> [Quoted passage]
By Timothy Keister, CWT, FAIC
Opinions expressed in this article are those of the author and may not reflect the views of WC&P or the Technical Review Committee.
Shortages of fresh water and increased costs for makeup water, blowdown disposal and chemical treatment have created a need to increase the cycles of concentration (COC) in cooling tower systems, which decreases fresh water makeup, blowdown to sewer and chemical treatment costs. (Cycles of concentration is defined as the dissolved solids level of a cooling water divided by the dissolved solids level of the makeup water. It is the number of times the water in the cooling system has been concentrated by evaporation.) Unfortunately, increased COC also increases the concentration of hardness ions in the cooling water, making the cycled waters highly scale forming (see Figure 1). Formation of hardness scale in heat exchangers is unwanted, as even a small amount of scale will decrease the efficiency of heat transfer, resulting in increased power consumption for chiller operation and decreased productivity in industrial processes. In severe cases, scale can completely plug heat exchangers and piping.
Many facilities, having hard water for makeup, have always confronted the problem of scale control. Hardness scale has been controlled via use of chemical inhibitors, with or without acid addition for pH adjustment. This technology is not always effective, can be extremely costly and acid use risks severe equipment damage due to corrosion, as well as presenting a safety hazard to operating personnel.

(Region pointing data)
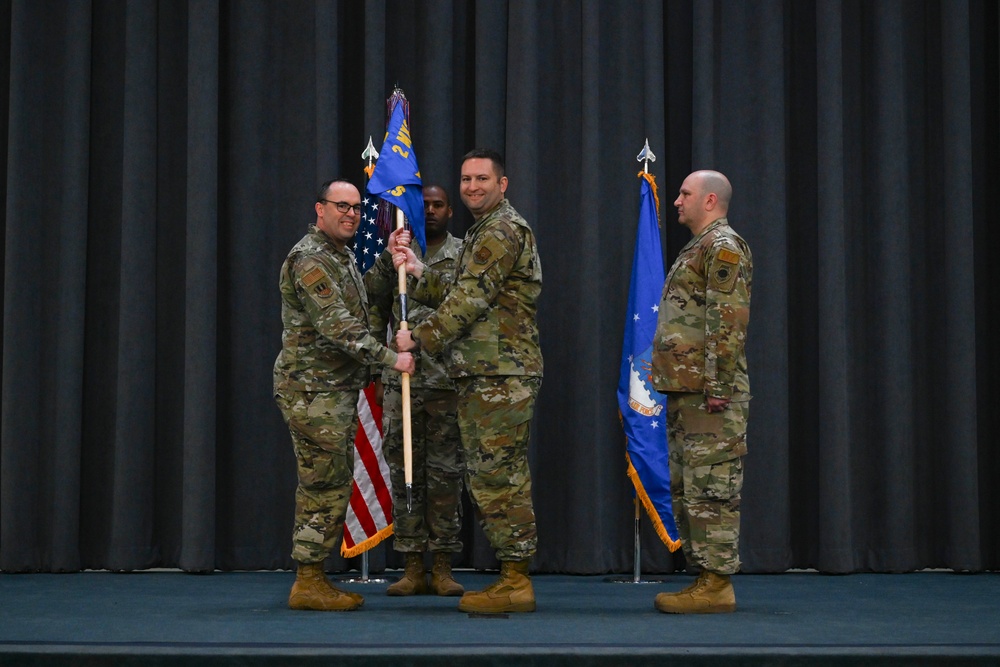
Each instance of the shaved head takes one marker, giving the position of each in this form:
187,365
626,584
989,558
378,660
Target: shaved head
713,182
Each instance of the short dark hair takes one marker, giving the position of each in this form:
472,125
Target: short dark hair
325,187
488,154
447,197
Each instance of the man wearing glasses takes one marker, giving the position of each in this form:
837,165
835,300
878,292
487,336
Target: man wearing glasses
326,358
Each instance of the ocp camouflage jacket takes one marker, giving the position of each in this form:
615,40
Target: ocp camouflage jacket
383,292
326,343
704,311
486,315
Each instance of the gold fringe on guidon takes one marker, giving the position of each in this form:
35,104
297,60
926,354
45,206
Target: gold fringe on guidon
364,546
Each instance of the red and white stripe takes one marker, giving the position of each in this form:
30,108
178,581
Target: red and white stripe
369,514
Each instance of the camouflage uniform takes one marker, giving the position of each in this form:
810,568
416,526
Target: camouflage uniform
698,351
326,358
485,323
435,522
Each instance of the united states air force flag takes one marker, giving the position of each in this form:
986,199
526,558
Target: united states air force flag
396,178
643,409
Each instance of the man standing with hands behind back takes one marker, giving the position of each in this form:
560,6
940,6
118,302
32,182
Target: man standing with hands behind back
700,363
326,359
485,324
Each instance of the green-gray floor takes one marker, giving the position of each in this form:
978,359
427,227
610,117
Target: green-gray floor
171,618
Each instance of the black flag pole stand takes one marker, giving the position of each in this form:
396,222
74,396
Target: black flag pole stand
365,578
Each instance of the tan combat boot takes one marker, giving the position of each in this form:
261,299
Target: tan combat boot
313,591
661,598
414,580
511,592
713,594
442,583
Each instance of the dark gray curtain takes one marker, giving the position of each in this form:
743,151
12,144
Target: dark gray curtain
161,158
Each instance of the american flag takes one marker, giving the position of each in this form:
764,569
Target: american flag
369,514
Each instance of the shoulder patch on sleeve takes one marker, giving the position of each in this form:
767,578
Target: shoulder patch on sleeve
728,256
482,255
312,276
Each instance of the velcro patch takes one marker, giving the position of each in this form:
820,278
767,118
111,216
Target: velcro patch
482,255
323,288
313,276
728,256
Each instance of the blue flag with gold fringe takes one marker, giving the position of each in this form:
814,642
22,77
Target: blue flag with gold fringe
396,178
643,409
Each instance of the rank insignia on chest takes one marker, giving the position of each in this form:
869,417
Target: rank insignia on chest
482,255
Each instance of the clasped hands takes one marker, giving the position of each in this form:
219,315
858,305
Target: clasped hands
399,247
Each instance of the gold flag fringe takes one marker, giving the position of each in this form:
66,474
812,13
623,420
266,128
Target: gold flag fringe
367,544
656,196
661,530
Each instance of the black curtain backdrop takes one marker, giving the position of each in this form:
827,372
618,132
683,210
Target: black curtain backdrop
162,157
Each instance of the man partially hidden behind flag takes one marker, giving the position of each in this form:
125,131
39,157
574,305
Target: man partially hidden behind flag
643,409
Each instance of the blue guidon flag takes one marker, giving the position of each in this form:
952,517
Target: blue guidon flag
396,178
643,409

> [Task set]
• A. How does the cooling tower article define cycles of concentration?
• B. Please output the part of the cooling tower article starting at "By Timothy Keister, CWT, FAIC" and ending at "Technical Review Committee.".

> [Answer set]
• A. It is the dissolved solids level of a cooling water divided by the dissolved solids level of the makeup water.

• B.
By Timothy Keister, CWT, FAIC
Opinions expressed in this article are those of the author and may not reflect the views of WC&P or the Technical Review Committee.